• SHORT PROBLEM
Write out every record below exactly as it appears.

• Source records
___
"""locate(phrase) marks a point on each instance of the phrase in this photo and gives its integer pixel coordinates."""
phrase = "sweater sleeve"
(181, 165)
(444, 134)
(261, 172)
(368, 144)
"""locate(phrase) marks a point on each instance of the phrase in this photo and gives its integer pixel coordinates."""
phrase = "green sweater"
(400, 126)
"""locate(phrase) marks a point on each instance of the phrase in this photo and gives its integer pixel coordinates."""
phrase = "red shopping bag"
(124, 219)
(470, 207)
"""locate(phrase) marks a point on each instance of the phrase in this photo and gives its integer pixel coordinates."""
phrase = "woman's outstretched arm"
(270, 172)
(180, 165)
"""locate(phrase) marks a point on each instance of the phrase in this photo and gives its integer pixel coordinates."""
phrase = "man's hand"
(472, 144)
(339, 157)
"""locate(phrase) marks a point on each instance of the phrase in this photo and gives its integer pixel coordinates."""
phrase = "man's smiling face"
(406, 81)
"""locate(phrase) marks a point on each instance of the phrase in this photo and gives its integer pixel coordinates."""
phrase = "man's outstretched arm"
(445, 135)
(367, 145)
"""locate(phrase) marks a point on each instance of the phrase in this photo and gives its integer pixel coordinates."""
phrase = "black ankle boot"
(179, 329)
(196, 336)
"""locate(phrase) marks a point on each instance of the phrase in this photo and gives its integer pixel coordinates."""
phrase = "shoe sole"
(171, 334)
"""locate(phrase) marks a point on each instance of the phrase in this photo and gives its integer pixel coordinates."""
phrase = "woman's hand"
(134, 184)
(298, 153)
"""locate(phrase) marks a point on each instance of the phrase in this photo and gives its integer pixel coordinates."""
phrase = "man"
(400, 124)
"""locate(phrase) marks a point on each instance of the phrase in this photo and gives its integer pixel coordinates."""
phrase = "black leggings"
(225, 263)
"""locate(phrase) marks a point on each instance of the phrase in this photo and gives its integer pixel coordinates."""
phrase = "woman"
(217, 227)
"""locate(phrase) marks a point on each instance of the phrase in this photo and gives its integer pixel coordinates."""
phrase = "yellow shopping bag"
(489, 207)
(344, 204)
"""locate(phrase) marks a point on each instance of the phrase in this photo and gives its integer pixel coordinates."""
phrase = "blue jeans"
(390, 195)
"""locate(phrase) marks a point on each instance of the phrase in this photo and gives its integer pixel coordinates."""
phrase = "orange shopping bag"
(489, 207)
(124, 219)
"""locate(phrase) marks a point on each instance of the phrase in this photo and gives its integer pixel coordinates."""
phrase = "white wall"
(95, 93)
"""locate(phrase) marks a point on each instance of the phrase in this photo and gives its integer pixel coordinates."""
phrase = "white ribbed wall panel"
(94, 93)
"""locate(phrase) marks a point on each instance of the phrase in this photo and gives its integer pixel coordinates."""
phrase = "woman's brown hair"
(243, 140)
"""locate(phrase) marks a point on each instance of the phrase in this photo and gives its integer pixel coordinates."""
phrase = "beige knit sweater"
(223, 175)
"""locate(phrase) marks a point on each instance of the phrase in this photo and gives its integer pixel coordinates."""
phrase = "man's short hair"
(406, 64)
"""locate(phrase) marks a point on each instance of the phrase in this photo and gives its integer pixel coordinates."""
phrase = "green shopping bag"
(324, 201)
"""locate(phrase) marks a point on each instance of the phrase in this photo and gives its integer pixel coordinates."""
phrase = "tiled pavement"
___
• SOLUTION FOR THIS TASK
"""locate(phrase) marks a point on each instance of the phrase in this photo and gives its integer pixel coordinates."""
phrase = "sweater sleeve"
(181, 165)
(444, 134)
(261, 172)
(368, 144)
"""locate(phrase) marks a point on each instance of the phrase in this photo and gives its integer pixel coordinates."""
phrase = "green sweater"
(400, 126)
"""locate(phrase) marks a point on each instance of the phrase in this photo and gives its integer pixel coordinates."""
phrase = "red shopping bag"
(124, 219)
(470, 207)
"""locate(phrase) marks a point on each instance of the phrase in this photo and gives its integer pixel coordinates."""
phrase = "woman's outstretched arm"
(270, 172)
(180, 165)
"""locate(phrase) marks a point on each instance of the phrase in this photo and gives its integer pixel coordinates."""
phrase = "man's hand"
(472, 144)
(339, 157)
"""locate(phrase) marks a point on each instance of the phrase in this photo and gives its integer pixel coordinates."""
phrase = "man's smiling face"
(406, 81)
"""locate(phrase) marks a point on each instance of the phrase in this photo and gives its integer pixel coordinates."""
phrase = "man's outstretched arm"
(445, 135)
(367, 145)
"""locate(phrase) marks a point on each instance of the phrase in this photo and gives its integer pixel coordinates."""
phrase = "black ankle boot"
(179, 329)
(196, 336)
"""locate(phrase) marks a point on each instance of the phrase in this photo and gives its integer pixel coordinates."""
phrase = "shoe sole"
(171, 334)
"""locate(phrase) marks a point on each instance of the phrase in this photo and gives its integer pixel coordinates."""
phrase = "woman's hand"
(134, 184)
(298, 153)
"""locate(phrase) marks a point on each instance of the phrase in this photo and gives its integer pixel coordinates."""
phrase = "man"
(400, 124)
"""locate(phrase) marks a point on each instance of the phrase in this photo and gives its integer pixel coordinates."""
phrase = "black leggings"
(225, 263)
"""locate(phrase) marks a point on each instance of the phrase in this photo and gives its integer pixel coordinates."""
phrase = "woman"
(217, 227)
"""locate(phrase) marks a point on each instance of the phrase in this photo and gives its integer pixel coordinates."""
phrase = "yellow shopping bag"
(489, 207)
(344, 204)
"""locate(phrase) marks a point on each instance of the phrase in this photo and gives its integer pixel coordinates."""
phrase = "blue jeans"
(390, 195)
"""locate(phrase) marks a point on each instance of the phrase in this photo and gives its integer pixel coordinates."""
phrase = "orange shopping bag"
(489, 207)
(124, 219)
"""locate(phrase) marks a point on each instance of the phrase in this photo and gives its integer pixel coordinates."""
phrase = "white wall"
(95, 93)
"""locate(phrase) marks a point on each instance of the phrase in this photo and gives its integer pixel coordinates."""
phrase = "white ribbed wall panel"
(94, 93)
"""locate(phrase) marks a point on each instance of the phrase in this photo and gives its integer pixel coordinates."""
phrase = "woman's brown hair"
(243, 140)
"""locate(phrase) marks a point on each instance of the phrase in this photo and gives its integer pixel coordinates."""
phrase = "beige knit sweater"
(223, 175)
"""locate(phrase) marks a point on each instance of the phrase in this photo and gives its integer pixel coordinates."""
phrase = "man's short hair"
(406, 64)
"""locate(phrase) marks a point on each instance of the phrase in this photo and gives its integer pixel coordinates."""
phrase = "green shopping bag"
(324, 201)
"""locate(phrase) marks a point on each instance of the phrase in this photo and gives its integer pixel coordinates."""
phrase = "tiled pavement"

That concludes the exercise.